• [About this task]
Scan the entries for "road". Every line that holds it is to be copied.
———
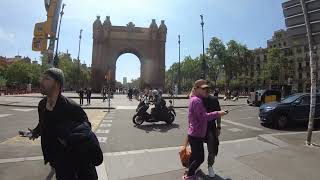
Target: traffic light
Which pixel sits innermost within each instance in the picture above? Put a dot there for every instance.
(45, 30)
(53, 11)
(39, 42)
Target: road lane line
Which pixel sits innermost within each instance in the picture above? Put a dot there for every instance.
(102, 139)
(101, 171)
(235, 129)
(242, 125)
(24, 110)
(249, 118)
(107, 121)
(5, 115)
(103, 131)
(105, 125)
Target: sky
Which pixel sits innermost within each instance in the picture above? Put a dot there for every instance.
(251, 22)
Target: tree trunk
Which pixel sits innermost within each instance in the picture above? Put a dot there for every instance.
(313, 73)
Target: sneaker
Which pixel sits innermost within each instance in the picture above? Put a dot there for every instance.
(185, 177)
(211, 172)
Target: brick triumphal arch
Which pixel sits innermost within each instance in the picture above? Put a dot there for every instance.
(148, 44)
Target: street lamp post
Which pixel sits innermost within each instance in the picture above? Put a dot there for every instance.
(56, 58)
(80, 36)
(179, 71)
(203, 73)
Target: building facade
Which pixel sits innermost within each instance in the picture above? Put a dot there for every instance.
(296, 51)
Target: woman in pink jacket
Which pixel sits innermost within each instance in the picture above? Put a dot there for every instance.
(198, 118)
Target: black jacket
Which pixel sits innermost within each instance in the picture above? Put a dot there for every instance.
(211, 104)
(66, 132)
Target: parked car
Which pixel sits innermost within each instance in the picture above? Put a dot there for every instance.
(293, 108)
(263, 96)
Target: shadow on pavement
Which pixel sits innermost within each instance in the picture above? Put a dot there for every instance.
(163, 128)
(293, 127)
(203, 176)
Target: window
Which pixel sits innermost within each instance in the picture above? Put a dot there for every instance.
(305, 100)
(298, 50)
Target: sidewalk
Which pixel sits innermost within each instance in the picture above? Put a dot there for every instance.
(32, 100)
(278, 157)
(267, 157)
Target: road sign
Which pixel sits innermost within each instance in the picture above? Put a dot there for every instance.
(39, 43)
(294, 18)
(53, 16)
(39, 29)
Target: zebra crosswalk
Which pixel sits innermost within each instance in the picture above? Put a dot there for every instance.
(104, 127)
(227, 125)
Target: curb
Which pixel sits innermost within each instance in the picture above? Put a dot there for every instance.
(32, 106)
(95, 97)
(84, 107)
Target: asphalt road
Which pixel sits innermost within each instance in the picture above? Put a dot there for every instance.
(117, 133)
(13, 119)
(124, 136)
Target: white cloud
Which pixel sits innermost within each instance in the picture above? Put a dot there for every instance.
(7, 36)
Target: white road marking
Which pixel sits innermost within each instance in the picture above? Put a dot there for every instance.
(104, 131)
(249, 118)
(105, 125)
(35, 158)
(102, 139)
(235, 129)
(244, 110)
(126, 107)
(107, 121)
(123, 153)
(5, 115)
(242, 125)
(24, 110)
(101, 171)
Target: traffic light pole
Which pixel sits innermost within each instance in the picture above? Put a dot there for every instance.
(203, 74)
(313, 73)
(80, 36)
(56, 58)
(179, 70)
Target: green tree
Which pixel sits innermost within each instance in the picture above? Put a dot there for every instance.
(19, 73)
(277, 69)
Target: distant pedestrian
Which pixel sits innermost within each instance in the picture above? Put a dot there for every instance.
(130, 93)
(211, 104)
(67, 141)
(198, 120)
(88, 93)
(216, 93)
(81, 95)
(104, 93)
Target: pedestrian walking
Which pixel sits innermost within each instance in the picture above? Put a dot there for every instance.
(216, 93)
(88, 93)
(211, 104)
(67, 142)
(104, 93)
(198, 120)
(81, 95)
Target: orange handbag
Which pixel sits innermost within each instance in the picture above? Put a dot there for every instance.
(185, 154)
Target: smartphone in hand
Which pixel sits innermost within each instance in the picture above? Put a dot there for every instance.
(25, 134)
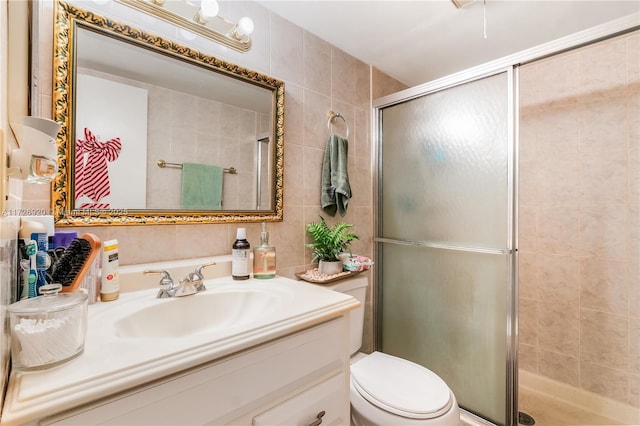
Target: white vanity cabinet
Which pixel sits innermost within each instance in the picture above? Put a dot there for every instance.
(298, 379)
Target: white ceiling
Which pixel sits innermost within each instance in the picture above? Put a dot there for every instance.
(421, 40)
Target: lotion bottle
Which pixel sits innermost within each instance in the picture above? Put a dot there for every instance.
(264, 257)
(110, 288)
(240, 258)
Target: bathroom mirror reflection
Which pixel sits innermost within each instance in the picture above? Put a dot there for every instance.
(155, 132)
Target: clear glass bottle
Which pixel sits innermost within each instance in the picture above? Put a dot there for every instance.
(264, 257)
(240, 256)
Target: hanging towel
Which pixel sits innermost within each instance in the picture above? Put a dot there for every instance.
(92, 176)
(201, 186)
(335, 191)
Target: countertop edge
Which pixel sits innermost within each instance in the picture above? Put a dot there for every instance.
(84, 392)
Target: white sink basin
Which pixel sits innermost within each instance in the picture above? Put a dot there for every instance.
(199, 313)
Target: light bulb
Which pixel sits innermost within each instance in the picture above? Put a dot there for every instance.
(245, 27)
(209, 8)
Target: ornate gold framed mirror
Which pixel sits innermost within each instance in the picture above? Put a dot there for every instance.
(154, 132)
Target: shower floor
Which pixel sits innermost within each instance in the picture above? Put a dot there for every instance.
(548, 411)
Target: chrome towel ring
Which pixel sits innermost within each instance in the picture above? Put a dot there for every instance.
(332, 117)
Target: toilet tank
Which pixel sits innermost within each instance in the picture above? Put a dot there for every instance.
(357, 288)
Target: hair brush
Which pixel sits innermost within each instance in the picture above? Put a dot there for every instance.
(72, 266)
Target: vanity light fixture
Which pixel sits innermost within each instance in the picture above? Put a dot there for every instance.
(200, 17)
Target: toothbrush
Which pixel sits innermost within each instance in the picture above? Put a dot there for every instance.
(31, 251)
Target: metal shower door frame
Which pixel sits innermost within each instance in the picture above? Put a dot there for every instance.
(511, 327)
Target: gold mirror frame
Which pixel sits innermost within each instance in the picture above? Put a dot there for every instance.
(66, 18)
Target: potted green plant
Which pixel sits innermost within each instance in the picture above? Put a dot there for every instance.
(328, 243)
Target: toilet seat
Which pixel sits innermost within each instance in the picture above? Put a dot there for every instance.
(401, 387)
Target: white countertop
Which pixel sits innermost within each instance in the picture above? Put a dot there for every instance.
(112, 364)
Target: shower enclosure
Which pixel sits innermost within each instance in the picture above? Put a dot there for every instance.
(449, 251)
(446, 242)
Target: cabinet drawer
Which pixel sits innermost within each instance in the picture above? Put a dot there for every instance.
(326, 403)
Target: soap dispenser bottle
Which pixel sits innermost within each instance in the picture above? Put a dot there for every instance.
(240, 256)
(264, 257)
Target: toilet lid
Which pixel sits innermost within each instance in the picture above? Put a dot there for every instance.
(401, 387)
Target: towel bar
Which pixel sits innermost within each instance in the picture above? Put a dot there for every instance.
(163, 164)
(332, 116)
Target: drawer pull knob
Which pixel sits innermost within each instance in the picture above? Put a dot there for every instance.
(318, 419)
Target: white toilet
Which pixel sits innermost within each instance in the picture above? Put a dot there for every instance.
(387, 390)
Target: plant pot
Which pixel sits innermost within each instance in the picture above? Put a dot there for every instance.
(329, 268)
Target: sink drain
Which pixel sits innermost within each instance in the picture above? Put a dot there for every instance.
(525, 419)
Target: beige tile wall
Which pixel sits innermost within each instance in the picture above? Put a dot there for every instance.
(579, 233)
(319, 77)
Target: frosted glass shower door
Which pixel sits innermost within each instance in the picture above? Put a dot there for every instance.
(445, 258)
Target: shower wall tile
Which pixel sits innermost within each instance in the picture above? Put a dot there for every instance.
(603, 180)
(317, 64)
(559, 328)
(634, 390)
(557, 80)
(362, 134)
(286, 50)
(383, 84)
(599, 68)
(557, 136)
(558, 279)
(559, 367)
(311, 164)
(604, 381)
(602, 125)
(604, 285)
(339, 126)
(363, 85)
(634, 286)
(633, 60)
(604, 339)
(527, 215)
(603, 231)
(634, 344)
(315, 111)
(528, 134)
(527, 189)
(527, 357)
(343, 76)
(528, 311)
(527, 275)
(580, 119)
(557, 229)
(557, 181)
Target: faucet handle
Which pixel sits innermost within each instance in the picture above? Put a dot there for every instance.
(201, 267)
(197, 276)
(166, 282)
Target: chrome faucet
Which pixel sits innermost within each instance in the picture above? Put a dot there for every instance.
———
• [Task solution]
Target: road lane line
Target: road sign
Target: asphalt road
Target: white road marking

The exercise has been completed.